[Coordinate labeling data]
***

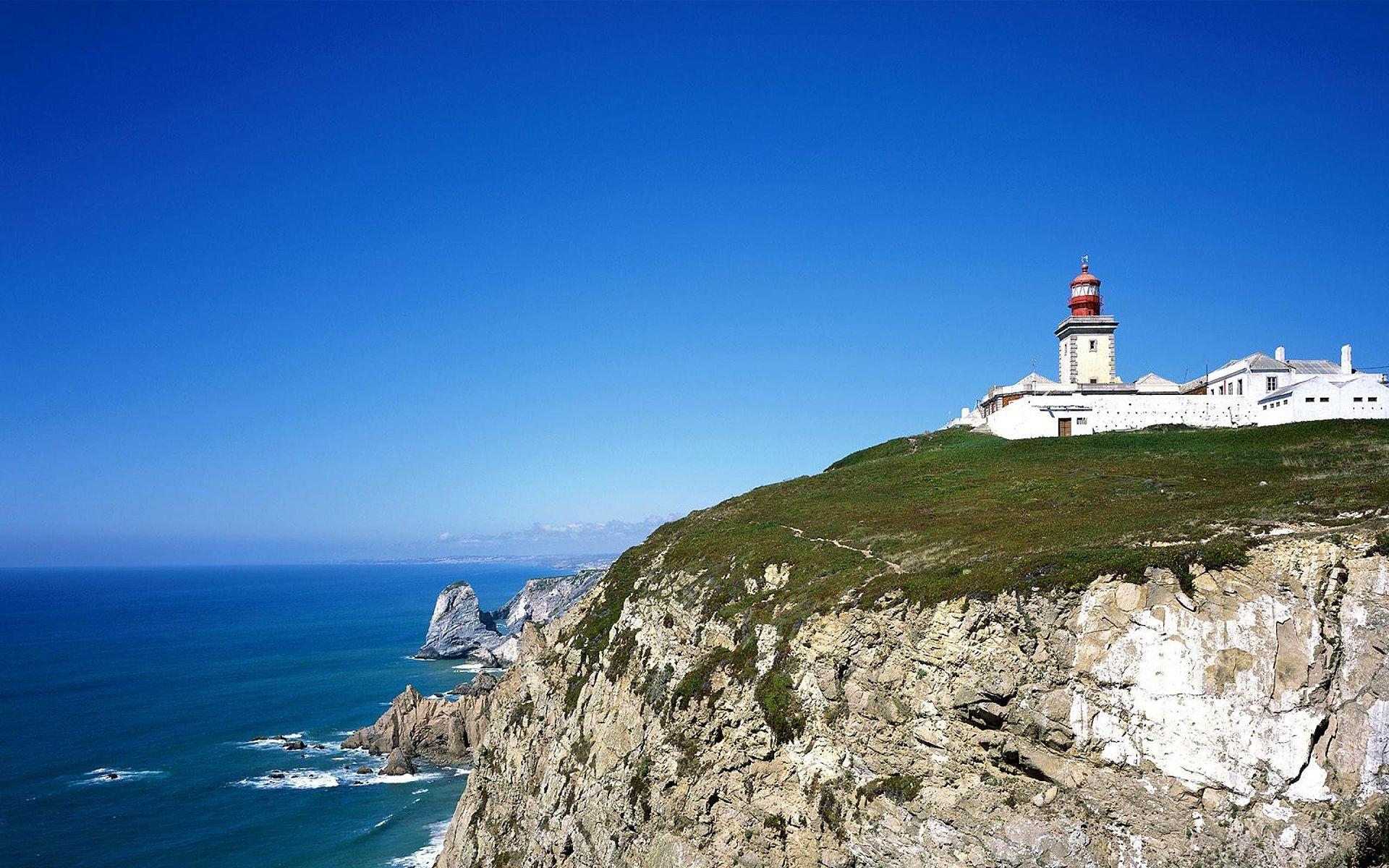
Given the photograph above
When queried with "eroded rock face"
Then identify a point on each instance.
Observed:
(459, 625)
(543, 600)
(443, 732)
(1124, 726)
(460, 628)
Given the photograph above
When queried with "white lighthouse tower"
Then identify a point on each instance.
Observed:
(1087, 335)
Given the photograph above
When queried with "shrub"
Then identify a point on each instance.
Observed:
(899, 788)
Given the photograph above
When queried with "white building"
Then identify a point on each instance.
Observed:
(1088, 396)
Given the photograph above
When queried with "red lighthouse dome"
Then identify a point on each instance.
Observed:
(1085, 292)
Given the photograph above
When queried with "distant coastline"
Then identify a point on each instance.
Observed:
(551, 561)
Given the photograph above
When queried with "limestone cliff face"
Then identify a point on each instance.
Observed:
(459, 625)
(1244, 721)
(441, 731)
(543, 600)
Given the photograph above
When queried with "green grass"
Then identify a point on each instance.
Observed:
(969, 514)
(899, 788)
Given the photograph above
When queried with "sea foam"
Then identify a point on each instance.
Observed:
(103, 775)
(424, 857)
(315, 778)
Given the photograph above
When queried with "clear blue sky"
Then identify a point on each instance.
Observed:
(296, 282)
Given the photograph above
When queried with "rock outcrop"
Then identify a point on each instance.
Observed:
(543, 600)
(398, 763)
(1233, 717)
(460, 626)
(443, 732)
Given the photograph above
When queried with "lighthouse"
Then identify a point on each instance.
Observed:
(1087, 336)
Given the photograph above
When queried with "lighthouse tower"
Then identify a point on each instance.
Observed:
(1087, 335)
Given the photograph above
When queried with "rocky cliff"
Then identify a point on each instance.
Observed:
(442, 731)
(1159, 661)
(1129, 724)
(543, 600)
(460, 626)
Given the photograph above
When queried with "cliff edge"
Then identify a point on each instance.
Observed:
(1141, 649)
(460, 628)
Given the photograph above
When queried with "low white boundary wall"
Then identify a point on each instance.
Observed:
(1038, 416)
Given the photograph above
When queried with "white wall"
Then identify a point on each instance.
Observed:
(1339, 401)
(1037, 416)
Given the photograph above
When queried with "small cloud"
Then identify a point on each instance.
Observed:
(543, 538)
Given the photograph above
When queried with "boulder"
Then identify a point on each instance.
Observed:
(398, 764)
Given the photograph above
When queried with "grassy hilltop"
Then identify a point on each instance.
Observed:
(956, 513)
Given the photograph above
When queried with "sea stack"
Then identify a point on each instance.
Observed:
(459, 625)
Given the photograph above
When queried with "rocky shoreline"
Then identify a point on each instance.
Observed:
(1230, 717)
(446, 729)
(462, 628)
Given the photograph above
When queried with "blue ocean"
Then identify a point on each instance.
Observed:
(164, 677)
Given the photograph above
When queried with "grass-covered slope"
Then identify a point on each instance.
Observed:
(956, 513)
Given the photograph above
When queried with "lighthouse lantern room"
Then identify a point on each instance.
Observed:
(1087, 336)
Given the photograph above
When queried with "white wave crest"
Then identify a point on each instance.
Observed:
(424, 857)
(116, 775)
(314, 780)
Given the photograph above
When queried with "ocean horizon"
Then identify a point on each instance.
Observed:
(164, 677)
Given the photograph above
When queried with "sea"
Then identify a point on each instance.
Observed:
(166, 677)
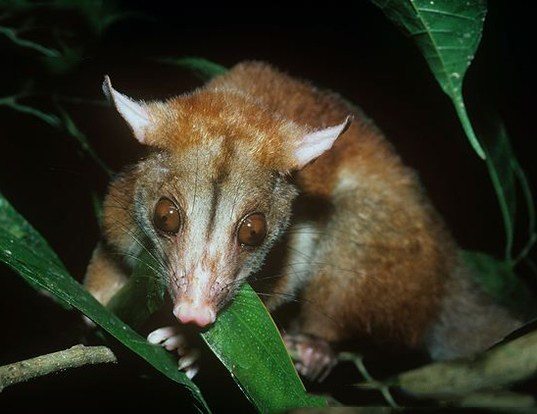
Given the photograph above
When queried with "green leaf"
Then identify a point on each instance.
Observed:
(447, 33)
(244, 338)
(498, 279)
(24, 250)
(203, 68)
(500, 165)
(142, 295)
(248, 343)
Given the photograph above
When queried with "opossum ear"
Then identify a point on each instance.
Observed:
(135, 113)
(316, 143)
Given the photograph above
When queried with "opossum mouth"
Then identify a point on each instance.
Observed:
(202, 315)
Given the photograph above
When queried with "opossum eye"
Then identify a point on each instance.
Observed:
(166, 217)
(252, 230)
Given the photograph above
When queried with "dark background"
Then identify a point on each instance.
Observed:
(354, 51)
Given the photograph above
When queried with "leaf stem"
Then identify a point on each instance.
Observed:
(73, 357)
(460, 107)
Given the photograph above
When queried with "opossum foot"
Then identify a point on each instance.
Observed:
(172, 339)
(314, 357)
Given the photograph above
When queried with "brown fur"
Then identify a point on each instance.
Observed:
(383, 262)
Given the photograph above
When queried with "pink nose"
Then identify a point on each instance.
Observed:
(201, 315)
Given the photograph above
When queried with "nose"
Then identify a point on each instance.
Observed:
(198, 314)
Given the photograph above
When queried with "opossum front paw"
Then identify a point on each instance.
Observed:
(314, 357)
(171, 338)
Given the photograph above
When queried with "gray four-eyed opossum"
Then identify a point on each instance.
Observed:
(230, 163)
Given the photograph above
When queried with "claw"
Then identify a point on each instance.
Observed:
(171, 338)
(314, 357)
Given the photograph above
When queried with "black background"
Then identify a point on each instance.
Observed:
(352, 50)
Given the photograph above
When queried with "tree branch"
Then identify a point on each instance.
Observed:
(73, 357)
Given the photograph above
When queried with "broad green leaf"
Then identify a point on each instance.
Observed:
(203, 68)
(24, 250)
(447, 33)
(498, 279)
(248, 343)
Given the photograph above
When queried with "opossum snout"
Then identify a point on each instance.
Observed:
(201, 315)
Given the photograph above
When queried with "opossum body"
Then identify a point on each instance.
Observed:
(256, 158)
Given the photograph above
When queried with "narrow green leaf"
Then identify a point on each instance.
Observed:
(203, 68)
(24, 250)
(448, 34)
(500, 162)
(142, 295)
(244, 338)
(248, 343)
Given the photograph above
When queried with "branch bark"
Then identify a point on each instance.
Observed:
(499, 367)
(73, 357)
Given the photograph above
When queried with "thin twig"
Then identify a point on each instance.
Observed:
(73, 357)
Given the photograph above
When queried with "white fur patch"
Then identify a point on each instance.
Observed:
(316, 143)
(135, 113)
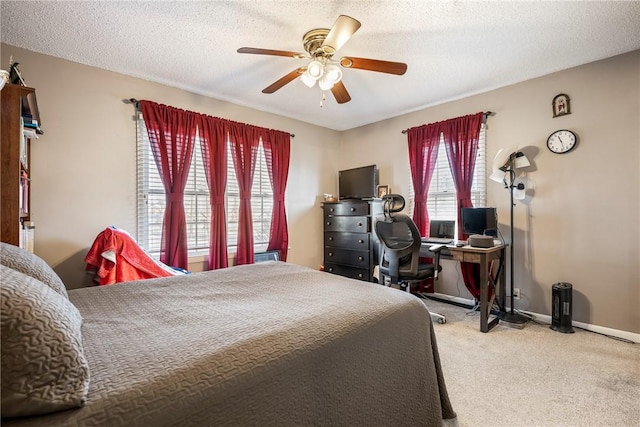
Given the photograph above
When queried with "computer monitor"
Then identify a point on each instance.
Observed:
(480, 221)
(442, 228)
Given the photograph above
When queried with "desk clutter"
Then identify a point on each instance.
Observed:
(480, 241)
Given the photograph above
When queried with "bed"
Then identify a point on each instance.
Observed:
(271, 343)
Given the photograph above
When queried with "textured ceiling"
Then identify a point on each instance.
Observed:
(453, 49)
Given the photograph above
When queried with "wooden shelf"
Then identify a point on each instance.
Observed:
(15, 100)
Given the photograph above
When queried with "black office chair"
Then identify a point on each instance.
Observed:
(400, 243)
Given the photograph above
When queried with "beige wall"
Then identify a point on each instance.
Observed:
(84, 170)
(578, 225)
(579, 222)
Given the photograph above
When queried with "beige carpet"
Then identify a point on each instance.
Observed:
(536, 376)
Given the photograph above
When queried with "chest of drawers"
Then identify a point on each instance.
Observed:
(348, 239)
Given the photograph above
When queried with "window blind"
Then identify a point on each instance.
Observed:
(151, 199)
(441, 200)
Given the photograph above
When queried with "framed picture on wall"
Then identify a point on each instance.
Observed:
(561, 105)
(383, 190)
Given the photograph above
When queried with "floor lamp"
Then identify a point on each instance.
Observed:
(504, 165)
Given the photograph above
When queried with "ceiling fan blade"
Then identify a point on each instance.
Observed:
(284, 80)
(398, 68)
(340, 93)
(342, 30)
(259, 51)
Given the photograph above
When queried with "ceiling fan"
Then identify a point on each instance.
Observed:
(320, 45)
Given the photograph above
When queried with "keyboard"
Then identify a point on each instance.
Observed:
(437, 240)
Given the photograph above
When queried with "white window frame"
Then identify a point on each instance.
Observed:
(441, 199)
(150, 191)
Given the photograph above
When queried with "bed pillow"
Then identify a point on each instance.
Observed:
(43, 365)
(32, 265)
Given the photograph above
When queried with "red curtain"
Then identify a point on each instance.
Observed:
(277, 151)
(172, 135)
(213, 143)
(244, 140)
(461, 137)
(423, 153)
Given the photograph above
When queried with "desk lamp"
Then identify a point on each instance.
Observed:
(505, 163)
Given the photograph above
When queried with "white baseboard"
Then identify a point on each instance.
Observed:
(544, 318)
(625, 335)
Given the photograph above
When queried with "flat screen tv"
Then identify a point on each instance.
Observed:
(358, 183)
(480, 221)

***

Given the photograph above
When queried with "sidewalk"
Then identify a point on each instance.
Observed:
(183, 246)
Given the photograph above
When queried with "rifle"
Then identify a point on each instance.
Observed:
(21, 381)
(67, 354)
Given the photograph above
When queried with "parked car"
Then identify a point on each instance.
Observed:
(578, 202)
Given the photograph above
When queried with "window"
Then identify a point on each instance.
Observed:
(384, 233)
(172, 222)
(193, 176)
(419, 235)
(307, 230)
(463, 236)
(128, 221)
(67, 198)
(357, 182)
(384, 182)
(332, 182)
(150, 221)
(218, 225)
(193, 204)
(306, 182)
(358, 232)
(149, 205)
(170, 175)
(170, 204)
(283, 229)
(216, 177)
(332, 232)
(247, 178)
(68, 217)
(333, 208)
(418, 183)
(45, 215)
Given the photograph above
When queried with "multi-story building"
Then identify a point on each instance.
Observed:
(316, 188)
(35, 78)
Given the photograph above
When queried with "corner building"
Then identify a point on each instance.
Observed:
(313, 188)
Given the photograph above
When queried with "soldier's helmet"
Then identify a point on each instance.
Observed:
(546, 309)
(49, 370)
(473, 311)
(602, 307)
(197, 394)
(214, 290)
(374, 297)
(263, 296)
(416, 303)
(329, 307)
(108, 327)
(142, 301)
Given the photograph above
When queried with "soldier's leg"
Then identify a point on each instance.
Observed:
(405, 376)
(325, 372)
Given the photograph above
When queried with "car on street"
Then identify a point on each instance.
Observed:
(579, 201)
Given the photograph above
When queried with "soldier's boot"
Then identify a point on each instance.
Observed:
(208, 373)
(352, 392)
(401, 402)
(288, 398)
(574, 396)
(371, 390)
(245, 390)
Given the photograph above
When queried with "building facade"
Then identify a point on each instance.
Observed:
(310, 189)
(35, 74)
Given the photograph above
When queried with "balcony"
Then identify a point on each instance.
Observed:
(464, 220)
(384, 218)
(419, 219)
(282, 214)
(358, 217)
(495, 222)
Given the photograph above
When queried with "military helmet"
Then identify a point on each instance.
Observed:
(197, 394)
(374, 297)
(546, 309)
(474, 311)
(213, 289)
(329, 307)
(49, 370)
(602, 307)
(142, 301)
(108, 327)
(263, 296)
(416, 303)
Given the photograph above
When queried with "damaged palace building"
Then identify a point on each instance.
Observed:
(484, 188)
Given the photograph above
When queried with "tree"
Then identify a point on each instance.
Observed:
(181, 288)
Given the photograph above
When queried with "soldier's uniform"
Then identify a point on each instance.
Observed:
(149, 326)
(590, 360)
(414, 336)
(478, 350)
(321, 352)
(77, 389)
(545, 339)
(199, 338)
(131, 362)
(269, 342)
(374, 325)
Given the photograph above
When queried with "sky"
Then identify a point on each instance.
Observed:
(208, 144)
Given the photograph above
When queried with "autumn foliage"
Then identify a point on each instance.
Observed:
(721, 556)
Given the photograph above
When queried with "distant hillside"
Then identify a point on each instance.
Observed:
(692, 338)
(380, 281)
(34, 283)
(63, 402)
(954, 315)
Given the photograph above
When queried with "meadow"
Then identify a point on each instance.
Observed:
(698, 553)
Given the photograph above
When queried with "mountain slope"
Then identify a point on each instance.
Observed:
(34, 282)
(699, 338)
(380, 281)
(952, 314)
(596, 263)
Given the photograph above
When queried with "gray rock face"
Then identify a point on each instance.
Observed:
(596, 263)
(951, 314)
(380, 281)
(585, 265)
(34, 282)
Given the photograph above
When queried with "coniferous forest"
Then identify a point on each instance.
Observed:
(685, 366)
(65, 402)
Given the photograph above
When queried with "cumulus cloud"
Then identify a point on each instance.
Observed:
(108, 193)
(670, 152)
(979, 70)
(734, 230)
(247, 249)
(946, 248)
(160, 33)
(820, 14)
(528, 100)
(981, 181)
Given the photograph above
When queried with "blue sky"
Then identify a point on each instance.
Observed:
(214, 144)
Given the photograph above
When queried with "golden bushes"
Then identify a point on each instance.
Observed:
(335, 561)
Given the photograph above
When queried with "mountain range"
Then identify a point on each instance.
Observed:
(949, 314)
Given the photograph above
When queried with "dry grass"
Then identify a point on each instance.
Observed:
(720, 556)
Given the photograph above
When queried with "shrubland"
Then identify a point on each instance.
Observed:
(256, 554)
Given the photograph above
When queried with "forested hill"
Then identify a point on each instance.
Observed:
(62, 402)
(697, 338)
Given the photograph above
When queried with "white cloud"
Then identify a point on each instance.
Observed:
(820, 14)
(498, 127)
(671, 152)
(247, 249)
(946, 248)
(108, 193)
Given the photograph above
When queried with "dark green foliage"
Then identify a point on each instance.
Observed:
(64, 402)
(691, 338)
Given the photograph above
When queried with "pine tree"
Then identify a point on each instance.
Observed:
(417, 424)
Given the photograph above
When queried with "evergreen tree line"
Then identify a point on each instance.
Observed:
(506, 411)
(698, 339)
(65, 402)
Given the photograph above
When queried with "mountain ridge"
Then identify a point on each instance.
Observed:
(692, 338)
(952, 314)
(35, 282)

***

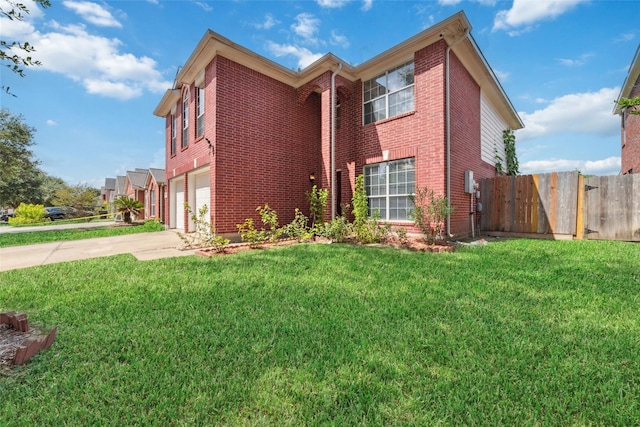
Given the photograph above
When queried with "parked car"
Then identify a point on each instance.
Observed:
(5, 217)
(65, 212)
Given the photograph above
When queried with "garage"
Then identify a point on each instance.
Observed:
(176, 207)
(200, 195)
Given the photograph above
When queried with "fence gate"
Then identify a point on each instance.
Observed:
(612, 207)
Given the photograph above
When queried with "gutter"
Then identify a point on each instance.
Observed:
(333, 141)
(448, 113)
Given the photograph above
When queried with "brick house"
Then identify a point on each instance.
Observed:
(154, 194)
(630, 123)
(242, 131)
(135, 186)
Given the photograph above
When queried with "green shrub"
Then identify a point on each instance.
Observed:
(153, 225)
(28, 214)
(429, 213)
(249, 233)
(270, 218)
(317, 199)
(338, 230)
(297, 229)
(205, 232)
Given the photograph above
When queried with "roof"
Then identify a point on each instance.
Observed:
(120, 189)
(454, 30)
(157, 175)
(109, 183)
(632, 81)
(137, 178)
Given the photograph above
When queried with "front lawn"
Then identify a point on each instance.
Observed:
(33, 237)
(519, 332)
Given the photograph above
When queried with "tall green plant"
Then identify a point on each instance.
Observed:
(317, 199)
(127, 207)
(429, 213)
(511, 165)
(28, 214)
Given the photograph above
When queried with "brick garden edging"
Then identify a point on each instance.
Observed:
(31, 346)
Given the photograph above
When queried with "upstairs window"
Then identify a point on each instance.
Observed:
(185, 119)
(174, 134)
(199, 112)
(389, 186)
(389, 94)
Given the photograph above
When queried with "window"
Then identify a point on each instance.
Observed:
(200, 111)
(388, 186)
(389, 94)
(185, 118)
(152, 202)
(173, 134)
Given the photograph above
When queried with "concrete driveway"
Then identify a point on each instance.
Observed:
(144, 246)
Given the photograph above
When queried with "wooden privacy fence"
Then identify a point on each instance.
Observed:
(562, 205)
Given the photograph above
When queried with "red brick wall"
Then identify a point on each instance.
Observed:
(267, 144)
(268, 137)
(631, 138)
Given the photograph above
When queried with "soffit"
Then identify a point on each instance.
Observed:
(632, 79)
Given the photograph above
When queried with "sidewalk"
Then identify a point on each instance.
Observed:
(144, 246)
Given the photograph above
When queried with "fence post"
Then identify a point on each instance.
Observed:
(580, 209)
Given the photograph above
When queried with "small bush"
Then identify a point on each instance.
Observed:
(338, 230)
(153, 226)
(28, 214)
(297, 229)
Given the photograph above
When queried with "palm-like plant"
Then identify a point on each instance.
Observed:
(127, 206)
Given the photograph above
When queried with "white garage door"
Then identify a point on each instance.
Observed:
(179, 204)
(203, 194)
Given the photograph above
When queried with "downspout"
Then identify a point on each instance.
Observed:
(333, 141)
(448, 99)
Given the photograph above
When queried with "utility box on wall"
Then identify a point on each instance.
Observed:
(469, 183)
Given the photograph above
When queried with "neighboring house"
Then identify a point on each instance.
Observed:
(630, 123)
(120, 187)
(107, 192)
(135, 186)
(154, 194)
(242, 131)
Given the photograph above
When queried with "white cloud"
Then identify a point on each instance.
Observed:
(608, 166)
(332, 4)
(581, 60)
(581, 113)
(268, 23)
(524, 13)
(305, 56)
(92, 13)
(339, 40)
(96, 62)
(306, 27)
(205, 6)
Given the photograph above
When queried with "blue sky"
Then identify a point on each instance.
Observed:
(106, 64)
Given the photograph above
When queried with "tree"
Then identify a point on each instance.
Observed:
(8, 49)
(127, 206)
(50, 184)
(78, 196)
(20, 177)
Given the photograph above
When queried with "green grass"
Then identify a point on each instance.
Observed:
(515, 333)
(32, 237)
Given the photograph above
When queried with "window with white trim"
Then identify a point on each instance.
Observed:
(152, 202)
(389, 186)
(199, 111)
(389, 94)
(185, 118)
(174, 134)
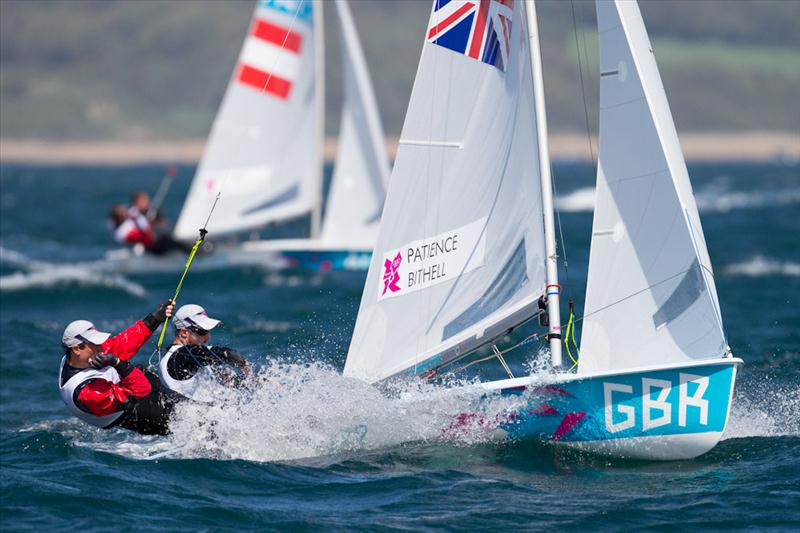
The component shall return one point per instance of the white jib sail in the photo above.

***

**EXERCISE DETAILS:** Count the lines above that contain the string "window" and reply with only that number.

**RESPONSE TO THIS EXERCISE:** 6